Your objective => The entries are to be reproduced word for word, with all images left out.

*** Source records ***

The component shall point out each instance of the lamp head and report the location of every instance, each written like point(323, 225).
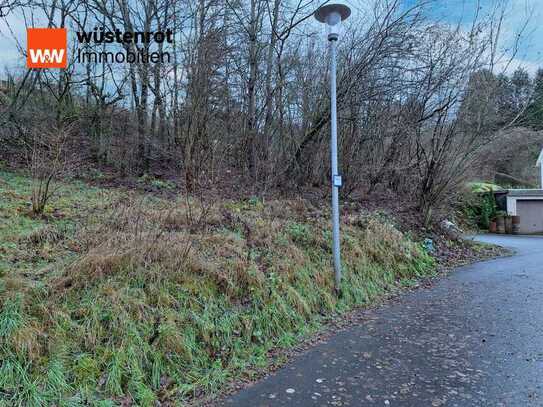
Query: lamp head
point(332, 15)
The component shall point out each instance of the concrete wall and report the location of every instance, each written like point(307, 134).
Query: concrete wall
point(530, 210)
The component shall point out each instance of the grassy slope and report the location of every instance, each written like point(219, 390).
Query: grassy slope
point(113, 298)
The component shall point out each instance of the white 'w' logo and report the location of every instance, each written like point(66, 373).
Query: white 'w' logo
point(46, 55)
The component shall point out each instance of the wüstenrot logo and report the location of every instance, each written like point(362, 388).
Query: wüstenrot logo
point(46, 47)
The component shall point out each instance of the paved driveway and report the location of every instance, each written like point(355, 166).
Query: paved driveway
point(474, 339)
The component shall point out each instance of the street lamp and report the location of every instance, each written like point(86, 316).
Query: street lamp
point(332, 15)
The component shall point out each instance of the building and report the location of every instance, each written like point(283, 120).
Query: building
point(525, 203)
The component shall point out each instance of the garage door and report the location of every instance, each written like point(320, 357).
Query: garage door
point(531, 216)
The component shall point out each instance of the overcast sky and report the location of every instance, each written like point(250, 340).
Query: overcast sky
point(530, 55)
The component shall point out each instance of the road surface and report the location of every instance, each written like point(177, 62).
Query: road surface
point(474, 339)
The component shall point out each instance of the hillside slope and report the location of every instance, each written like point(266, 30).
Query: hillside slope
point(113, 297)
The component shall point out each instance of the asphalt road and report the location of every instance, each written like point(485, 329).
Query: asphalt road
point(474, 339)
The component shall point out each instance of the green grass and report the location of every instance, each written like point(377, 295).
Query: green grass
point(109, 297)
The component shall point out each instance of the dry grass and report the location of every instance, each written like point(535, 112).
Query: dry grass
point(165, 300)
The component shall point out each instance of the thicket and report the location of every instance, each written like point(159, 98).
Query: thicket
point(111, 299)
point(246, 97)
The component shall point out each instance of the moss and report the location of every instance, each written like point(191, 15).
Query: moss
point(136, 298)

*** End of Source records ***

Written reply =>
The component shall point out each instance of the lamp head and report the location of every instance, each written like point(323, 225).
Query: lamp head
point(332, 15)
The component shall point out each instance of the concrete wall and report the location of every instance, each written like point(307, 134).
Query: concrete wall
point(530, 210)
The component shall point out each instance of the grassy slope and report the location of every instance, each written like point(219, 390).
Query: grassy slope
point(113, 298)
The component shall point out each instance of the white 'w' logo and report the location of every instance, each written like point(66, 373).
Query: white 'w' logo
point(46, 55)
The component shall point out each instance of the wüstenrot logo and report the location of every instance, each written like point(362, 388).
Query: wüstenrot logo
point(46, 47)
The component shall point out each instance of the paved driveway and report the location of every instance, each written like point(355, 166).
Query: paved driveway
point(474, 339)
The component shall point out each instance of the street lamp and report the location of every instance, each written like point(86, 316).
Query: street lamp
point(332, 15)
The component shall point out each instance of the building and report the location of every instance, each written like point(283, 120).
Query: building
point(525, 203)
The component shall point out each instance of the garage door and report the location of every instance, each written like point(320, 357).
Query: garage door
point(531, 216)
The component shall point out each instance of the overcast sky and report the location of every instance, each written like point(250, 340).
Query: overcast sky
point(530, 55)
The component shall point out each instance of the road surface and report the location of every instance, each written like point(177, 62).
Query: road surface
point(474, 339)
The component shall point out each instance of the hillside slope and report the location of every instance, each written like point(266, 30).
Query: hillside slope
point(113, 297)
The component shall point out each instance of the asphalt road and report the location of every instance, each written like point(485, 329).
Query: asphalt road
point(474, 339)
The component shall point out each instance of the green grass and report the location of every instance, each written like point(377, 295).
Query: green grass
point(109, 297)
The component shall point out each instance of the dry grass and report the location of every instance, each written like point(535, 112).
Query: dry grass
point(165, 300)
The component shall point out each instance of the thicket and report the location of every instance, each written like point(159, 98).
Query: thicket
point(111, 299)
point(246, 97)
The component shall point out each instance of the moss and report the location of every instance, each written like point(191, 15).
Query: moss
point(136, 298)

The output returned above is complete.